→ **WHAT YOU NEED TO DO**
Rewrite the lines from the one containing "the man's ear;" through the end of the items below as a Markdown table with the columns Row and Line, one line per row and no blank lines. Omit the pictures from the table.

→ **EXTRACTED DATA**
╭──

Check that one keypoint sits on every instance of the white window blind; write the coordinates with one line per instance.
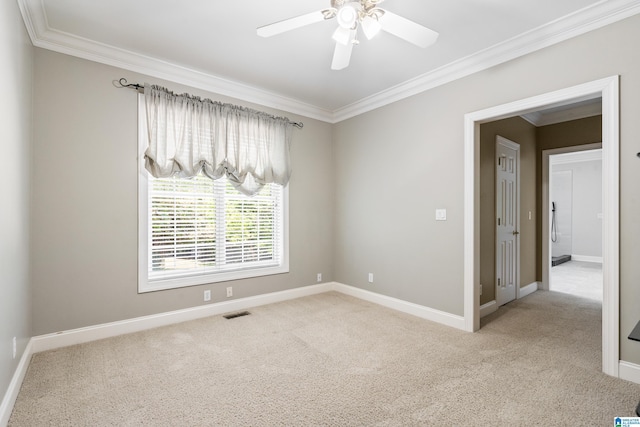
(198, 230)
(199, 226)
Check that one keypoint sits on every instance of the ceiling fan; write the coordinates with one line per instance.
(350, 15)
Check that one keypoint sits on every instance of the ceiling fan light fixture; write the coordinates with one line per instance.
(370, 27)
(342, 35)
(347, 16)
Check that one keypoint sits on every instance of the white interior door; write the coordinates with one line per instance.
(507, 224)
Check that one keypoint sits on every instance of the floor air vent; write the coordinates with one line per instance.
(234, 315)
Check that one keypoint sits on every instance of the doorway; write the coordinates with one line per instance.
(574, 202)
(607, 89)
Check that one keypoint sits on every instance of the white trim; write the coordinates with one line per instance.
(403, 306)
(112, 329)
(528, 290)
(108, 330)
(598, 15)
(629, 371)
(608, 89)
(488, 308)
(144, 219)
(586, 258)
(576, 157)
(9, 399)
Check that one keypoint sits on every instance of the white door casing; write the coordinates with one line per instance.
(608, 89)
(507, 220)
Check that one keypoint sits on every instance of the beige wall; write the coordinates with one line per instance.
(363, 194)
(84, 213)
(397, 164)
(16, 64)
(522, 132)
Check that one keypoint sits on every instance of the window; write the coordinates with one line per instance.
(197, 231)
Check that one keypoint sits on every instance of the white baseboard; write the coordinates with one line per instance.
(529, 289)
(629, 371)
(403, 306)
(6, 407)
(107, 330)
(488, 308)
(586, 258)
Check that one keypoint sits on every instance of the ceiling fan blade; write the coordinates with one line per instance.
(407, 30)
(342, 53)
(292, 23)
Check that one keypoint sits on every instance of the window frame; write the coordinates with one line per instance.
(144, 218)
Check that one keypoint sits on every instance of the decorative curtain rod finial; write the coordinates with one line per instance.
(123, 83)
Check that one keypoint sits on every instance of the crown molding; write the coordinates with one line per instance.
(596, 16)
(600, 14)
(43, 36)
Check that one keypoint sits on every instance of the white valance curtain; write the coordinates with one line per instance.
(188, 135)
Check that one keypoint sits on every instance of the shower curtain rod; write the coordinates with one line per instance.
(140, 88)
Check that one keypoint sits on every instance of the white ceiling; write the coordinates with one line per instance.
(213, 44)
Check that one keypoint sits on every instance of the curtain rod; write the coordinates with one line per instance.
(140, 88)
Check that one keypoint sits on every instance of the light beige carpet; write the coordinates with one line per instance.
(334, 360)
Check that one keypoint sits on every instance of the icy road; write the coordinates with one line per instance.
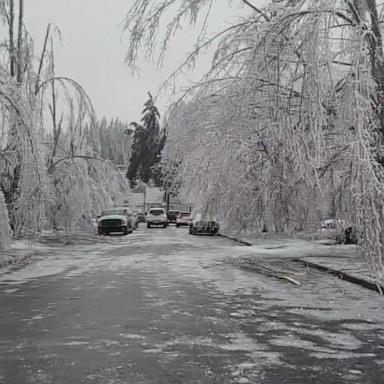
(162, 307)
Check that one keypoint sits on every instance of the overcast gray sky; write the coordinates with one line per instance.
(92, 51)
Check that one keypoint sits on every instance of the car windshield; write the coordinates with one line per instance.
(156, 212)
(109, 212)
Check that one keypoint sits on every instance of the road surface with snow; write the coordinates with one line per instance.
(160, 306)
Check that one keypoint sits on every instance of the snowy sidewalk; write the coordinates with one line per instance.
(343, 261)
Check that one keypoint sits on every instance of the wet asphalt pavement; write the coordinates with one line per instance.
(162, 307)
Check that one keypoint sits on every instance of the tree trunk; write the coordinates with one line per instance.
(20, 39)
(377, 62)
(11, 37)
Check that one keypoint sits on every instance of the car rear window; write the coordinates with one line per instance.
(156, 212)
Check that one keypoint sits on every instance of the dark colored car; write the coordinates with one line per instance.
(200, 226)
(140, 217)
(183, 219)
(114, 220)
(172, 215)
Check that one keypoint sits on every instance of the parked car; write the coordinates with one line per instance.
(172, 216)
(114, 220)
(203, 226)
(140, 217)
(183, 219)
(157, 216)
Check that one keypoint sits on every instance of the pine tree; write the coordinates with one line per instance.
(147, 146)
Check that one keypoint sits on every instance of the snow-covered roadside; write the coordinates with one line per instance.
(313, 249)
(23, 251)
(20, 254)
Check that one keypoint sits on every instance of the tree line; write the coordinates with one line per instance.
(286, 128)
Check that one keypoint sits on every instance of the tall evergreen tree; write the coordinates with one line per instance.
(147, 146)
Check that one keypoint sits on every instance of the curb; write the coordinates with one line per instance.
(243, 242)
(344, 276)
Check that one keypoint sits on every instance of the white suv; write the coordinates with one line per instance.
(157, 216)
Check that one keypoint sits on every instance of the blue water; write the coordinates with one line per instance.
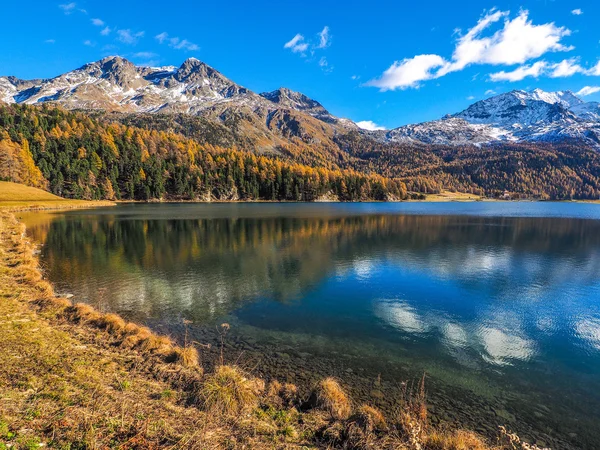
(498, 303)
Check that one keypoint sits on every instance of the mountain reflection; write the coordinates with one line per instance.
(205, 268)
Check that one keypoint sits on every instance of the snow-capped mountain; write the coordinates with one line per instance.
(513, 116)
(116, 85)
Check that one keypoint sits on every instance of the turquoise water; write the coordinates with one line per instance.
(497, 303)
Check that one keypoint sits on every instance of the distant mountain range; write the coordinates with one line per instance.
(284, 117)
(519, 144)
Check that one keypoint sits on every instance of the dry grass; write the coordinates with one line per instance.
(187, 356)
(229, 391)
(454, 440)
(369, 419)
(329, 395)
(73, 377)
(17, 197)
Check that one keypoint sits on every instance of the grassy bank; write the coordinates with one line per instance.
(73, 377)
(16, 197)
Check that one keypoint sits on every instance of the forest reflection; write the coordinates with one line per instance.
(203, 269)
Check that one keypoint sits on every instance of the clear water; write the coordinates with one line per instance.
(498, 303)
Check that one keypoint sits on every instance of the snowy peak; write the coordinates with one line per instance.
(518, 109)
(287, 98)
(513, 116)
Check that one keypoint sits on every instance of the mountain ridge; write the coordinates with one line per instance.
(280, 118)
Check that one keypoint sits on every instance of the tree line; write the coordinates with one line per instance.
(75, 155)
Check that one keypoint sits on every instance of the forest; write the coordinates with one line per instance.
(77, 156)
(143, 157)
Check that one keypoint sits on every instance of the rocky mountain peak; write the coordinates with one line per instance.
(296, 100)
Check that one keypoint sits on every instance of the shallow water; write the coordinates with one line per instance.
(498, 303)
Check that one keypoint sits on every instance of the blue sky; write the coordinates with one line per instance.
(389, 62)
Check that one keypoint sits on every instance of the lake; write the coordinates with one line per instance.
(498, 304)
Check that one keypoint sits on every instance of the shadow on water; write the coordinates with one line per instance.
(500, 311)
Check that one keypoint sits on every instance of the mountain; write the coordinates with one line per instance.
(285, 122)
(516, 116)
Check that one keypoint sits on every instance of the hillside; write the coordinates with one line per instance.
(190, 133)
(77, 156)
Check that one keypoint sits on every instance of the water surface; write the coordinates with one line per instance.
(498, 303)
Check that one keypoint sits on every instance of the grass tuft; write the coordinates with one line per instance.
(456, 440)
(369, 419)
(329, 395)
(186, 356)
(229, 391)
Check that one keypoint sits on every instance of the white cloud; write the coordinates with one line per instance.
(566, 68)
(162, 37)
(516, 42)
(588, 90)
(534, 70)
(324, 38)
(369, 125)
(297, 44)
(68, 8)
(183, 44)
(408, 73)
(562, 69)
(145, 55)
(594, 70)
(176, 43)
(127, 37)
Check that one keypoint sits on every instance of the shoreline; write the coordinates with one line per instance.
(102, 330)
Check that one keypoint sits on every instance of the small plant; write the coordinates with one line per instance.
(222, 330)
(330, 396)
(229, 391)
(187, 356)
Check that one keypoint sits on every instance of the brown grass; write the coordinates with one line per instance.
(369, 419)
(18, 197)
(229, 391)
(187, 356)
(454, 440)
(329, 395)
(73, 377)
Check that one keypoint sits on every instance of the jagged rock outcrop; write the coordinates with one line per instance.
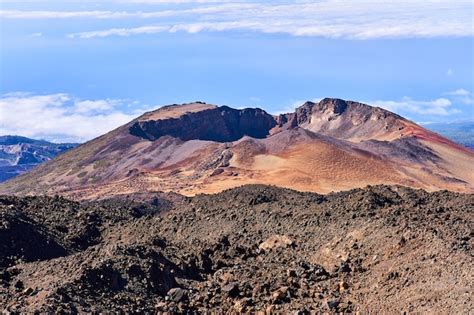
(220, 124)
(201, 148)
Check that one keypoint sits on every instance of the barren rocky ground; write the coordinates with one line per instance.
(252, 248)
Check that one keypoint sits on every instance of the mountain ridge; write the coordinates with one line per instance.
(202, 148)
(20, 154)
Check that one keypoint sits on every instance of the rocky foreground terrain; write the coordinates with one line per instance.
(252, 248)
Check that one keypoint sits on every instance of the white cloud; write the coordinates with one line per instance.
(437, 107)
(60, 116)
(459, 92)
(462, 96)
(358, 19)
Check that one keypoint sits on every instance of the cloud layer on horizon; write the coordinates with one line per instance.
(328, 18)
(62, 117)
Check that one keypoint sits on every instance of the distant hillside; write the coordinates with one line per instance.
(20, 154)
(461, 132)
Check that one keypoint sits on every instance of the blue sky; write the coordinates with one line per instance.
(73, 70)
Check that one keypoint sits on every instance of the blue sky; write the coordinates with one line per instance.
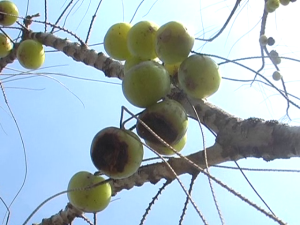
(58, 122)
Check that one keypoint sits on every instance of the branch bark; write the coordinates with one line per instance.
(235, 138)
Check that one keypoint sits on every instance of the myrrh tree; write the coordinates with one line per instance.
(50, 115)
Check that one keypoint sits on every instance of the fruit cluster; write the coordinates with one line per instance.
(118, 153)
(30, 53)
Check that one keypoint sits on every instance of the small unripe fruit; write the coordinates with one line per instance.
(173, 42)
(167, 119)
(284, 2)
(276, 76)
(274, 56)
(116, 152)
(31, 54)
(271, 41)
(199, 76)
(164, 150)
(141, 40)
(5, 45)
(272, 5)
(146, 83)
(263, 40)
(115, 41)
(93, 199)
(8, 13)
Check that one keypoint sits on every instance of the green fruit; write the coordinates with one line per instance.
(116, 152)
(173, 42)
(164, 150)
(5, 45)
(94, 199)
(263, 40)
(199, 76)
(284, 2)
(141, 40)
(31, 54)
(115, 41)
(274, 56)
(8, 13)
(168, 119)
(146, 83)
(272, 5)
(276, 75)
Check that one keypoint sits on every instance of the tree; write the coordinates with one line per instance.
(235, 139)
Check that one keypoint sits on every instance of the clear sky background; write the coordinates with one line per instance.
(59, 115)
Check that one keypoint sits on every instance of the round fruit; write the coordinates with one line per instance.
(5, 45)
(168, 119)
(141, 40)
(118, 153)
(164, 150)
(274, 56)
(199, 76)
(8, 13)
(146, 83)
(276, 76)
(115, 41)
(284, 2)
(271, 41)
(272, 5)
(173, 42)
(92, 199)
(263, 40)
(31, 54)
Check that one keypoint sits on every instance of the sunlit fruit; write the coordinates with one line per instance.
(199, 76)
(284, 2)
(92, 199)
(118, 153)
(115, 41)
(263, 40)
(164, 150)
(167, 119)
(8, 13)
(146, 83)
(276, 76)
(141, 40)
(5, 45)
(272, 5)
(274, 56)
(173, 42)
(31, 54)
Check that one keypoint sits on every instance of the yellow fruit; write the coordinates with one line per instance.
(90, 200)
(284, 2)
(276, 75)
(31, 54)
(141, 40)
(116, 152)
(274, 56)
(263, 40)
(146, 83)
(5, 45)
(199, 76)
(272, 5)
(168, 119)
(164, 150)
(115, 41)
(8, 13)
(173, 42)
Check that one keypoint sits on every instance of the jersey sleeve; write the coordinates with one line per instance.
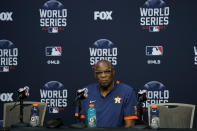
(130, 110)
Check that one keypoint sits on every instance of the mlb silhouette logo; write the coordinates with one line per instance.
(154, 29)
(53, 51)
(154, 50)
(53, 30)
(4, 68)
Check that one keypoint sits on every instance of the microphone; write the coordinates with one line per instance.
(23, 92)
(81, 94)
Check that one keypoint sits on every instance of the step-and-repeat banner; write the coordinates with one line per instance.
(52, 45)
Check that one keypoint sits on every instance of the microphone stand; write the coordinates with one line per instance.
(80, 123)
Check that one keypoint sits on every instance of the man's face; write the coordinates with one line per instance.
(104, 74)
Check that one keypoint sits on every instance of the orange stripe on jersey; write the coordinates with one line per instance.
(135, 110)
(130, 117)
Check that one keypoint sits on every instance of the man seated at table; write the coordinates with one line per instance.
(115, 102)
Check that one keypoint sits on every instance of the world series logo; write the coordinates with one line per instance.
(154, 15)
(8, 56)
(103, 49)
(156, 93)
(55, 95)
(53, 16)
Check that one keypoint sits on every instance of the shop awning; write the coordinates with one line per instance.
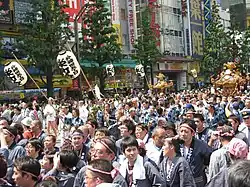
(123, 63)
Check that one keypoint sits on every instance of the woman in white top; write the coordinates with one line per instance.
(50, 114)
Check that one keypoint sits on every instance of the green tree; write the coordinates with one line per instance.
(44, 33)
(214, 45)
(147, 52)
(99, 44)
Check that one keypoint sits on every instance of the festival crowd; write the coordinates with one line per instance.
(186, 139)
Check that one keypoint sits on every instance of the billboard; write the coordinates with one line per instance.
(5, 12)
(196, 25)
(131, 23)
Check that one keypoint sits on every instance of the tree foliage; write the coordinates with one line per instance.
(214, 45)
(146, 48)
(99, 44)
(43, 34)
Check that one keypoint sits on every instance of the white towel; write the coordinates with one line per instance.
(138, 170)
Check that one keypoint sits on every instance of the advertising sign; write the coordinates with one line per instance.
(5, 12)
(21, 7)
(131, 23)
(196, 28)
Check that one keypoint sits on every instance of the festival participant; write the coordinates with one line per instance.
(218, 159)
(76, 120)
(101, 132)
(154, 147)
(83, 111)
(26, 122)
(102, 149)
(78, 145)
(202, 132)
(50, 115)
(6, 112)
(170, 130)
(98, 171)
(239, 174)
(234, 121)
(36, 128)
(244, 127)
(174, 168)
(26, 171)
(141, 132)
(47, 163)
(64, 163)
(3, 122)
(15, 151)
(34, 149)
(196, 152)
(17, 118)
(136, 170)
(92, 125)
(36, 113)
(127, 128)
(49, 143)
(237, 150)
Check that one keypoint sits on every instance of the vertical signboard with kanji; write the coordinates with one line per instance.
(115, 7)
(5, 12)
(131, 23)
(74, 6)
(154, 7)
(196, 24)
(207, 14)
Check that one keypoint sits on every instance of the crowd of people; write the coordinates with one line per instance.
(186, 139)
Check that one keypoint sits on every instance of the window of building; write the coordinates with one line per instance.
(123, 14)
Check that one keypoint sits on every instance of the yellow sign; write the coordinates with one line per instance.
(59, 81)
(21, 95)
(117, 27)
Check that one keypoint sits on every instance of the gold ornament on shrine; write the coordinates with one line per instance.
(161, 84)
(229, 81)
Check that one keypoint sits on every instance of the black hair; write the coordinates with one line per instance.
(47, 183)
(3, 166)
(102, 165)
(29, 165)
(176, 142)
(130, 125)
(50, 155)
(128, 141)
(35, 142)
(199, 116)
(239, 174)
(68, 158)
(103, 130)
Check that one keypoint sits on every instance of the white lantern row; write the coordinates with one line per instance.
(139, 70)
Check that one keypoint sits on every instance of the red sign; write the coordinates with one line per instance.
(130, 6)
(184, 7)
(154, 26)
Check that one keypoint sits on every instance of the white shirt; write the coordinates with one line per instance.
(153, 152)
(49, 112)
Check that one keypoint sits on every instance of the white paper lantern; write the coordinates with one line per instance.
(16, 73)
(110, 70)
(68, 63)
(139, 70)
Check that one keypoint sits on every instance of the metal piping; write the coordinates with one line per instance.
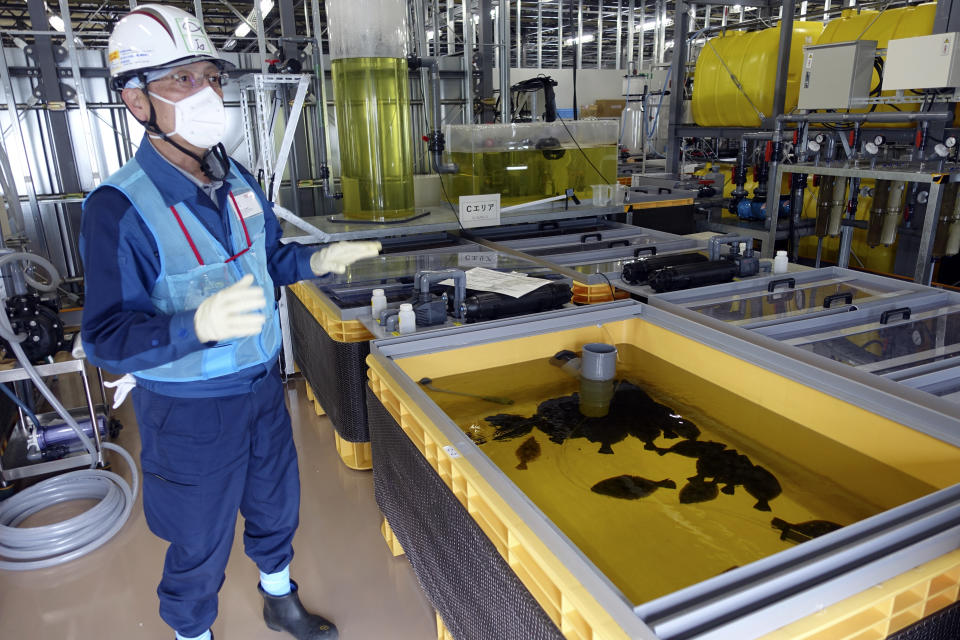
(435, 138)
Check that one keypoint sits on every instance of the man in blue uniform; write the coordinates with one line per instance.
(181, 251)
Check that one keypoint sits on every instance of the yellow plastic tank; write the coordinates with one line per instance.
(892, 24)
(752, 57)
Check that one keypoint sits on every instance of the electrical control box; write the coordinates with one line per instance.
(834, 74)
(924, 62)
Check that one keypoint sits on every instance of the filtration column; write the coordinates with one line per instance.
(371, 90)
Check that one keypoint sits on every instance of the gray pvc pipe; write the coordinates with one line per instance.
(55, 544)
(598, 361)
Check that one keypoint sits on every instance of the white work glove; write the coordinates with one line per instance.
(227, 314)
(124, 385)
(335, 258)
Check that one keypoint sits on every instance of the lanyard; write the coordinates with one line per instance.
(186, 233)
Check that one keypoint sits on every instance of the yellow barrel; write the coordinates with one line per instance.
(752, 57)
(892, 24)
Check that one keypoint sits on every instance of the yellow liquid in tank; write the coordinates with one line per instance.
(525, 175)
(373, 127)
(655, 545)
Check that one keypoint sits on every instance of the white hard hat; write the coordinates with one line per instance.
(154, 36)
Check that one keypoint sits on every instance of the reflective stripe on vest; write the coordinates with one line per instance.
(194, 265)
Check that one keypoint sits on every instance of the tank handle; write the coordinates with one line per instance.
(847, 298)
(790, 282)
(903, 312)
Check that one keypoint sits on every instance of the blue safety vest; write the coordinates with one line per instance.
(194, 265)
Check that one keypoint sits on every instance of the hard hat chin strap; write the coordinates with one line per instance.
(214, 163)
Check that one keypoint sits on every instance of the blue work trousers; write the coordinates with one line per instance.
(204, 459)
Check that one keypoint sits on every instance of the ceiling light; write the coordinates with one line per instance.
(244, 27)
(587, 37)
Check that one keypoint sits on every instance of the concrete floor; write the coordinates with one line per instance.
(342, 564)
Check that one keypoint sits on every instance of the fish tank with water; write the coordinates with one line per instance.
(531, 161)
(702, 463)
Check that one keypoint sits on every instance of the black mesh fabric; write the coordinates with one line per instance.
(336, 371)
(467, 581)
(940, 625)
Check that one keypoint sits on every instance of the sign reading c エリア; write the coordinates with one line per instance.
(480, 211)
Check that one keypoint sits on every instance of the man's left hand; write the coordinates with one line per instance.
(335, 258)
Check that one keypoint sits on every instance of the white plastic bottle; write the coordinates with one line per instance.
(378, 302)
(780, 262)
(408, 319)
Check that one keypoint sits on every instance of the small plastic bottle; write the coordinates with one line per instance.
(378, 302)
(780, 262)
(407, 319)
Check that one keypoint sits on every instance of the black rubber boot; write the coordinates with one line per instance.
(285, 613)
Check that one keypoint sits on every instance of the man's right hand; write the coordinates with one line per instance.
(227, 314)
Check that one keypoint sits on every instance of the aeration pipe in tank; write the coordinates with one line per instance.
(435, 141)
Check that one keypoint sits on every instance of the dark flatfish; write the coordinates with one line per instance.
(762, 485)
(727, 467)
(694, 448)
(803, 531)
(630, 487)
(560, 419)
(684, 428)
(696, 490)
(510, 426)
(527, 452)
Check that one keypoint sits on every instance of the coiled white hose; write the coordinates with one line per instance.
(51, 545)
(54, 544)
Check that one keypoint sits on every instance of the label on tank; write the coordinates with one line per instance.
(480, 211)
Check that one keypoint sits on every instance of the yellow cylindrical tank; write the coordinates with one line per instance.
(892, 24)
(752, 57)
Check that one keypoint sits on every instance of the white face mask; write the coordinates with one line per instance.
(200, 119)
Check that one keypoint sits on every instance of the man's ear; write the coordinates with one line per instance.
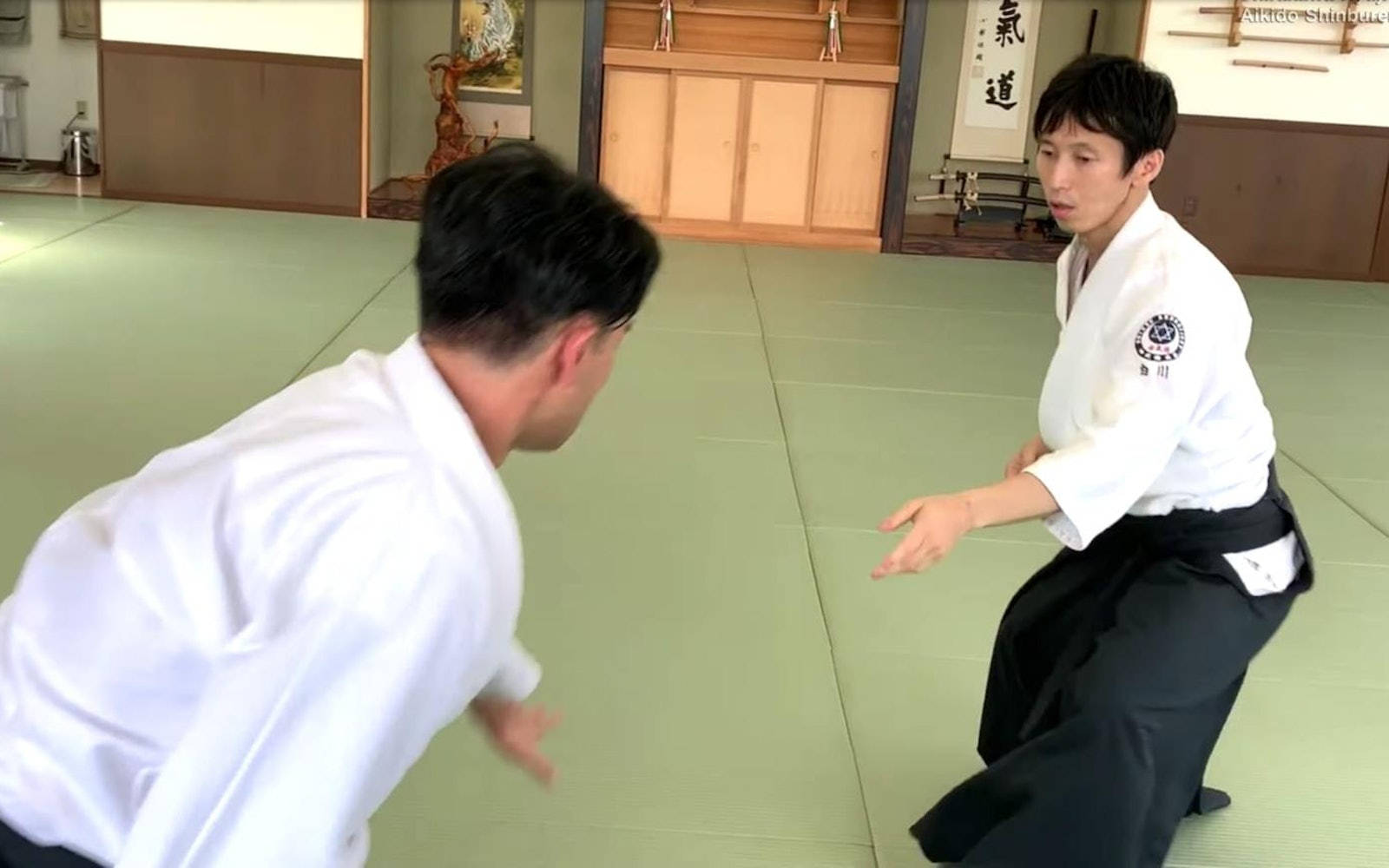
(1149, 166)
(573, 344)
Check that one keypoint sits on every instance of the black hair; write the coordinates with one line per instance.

╰──

→ **SOLUTION FOR THIS TASK**
| Row | Line |
|---|---|
| 1 | Check that one keypoint sits on every instance of the man's ear; write the coordinates with one line per instance. |
| 2 | (1149, 166) |
| 3 | (573, 344) |
| 4 | Check that one keypoint sits on every instance of the black hair; write the coordinates with one line per instance. |